[Coordinate annotation records]
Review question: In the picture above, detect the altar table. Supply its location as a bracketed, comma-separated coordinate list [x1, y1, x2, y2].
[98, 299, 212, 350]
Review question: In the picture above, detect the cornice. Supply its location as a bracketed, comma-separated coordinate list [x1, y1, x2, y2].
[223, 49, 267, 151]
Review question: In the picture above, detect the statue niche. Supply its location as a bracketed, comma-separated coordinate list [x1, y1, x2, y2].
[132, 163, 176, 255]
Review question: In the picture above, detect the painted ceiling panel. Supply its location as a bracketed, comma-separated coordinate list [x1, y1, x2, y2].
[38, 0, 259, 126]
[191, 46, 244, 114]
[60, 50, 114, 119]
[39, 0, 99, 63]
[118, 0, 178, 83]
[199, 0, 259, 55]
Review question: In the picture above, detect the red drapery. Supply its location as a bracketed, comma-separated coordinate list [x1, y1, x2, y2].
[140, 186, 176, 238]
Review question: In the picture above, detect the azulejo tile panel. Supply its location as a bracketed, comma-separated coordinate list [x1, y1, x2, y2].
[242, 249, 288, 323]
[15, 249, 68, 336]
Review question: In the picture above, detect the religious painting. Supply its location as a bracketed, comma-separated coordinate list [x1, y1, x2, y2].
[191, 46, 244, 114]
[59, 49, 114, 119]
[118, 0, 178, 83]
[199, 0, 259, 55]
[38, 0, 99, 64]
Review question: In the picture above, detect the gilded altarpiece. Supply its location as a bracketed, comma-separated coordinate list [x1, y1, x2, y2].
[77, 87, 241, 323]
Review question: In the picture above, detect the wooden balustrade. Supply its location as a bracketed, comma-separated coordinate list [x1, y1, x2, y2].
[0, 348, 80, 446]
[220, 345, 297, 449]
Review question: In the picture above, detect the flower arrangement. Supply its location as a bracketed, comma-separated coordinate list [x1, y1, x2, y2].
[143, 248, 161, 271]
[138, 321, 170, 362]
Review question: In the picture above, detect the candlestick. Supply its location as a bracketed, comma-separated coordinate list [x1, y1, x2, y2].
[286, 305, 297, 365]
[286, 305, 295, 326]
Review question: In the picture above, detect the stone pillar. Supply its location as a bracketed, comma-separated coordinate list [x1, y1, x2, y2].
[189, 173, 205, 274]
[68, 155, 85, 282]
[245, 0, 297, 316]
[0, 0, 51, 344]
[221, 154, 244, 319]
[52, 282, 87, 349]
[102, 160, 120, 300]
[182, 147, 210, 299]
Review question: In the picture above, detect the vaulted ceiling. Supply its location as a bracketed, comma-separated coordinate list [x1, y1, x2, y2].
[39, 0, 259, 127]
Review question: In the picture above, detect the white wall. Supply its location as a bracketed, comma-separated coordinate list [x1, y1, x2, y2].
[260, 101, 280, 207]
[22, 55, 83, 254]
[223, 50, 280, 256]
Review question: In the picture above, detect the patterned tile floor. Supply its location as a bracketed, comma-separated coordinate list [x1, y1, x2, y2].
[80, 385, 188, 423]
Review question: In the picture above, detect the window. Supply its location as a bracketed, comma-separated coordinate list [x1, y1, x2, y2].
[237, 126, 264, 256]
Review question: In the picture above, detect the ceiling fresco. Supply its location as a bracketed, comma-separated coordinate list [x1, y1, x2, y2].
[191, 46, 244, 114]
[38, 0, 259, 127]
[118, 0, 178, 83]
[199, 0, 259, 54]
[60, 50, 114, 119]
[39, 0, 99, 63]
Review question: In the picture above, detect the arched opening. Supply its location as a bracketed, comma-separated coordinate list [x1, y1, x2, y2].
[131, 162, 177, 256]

__GIVEN INSTRUCTION__
Convert everything from the start of the records down through the line containing "[98, 299, 212, 350]" into a Markdown table with the columns Row and Line, omitting blank lines.

__CORRECT RESULT__
| Row | Line |
|---|---|
| 1 | Review question: In the picture above, detect the altar table. Supply its location as a bracketed, comma-separated coordinate list [x1, y1, x2, y2]. |
| 2 | [98, 299, 212, 350] |